Ricopia parola per parola il brano sui metodi di conservazione, cominciando da "Spesso interagiscono tra" e proseguendo fino a "o un essiccazione.".

- Brano proposto -
* * * *

METODI DI CONSERVAZIONE

Spesso interagiscono tra di loro, perché spesso i procedimenti chimici interagiscono con l’abbassamento del valore dell’attività dell’acqua e quindi di fatto con l’essiccazione, vedete le frecce sono tutti un po’ collegati tra di loro non c’è mai una cosa da sola, i prodotti che subiscono una fermentazione poi magari vengono a subire anche una salatura o un essiccazione.
Adesso noi partiremo da quelli che sono i metodi basati sui così detti conservanti chimici, che sono salamoia, affumicatura, acidificazione.
Intanto voi sapete che i conservanti chimici vengono usati a livello di industria alimentare però hanno un’azione molto minore rispetto ai processi di tipo fisico che però sono anche più costosi. Cioè pensate ad una salagione o un aggiunta di zucchero rispetto ad un surgelamento o ad una pastorizzazione dei prodotti.
Spesso come si diceva prima si tende ad utilizzare insieme questi  due metodi chimici e fisici, per cercare di compensare le caratteristiche negative che darebbero agli alimenti entrambi. Voi sapete che ci sono tantissime sostanze chimiche che possono avere un’azione antimicrobica (sostanze acide, basiche, fenoli, coloranti) qual è il problema, quelli che noi scegliamo devono essere intanto adatti allo scopo alimentare, per cui di fatto devono poter essere utilizzati negli alimenti, devono avere questo potere batteriostatico (i microrganismi non muoiono, però non sono messi in condizioni di moltiplicarsi), battericida (i microrganismi vengono uccisi), devono essere attivi a basse concentrazioni, devono essere innocui per il consumatore e poi  in certi casi non vogliamo che ci modifichino le caratteristiche organolettiche e sensoriali del prodotto su cui andiamo a metterli.
Questi agenti conservanti chimici si dividono di solito in naturali e artificiali.

* * * *

- Elenco dei record -
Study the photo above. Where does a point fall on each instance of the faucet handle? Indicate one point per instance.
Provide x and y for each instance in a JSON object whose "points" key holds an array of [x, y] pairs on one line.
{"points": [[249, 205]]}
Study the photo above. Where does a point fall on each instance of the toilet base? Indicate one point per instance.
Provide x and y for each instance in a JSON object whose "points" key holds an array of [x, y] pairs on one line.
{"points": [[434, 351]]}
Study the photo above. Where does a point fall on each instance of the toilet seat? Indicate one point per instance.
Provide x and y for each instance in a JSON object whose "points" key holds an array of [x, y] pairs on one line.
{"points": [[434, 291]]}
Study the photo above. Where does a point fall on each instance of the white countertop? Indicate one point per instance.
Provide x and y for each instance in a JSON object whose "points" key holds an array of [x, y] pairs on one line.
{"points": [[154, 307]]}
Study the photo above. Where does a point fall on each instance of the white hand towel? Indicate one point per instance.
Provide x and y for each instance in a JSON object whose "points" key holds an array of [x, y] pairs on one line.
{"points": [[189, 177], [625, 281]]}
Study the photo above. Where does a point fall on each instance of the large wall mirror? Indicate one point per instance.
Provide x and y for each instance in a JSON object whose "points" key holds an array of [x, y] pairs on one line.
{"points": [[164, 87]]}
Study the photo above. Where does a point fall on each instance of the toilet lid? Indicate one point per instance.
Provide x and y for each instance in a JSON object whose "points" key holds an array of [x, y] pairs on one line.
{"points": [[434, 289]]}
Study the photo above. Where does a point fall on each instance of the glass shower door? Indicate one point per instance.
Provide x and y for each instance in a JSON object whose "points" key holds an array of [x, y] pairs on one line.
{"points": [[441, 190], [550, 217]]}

* * * *

- Svolgimento -
Spesso interagiscono tra di loro, perché spesso i procedimenti chimici interagiscono con l’abbassamento del valore dell’attività dell’acqua e quindi di fatto con l’essiccazione, vedete le frecce sono tutti un po’ collegati tra di loro non c’è mai una cosa da sola, i prodotti che subiscono una fermentazione poi magari vengono a subire anche una salatura o un essiccazione.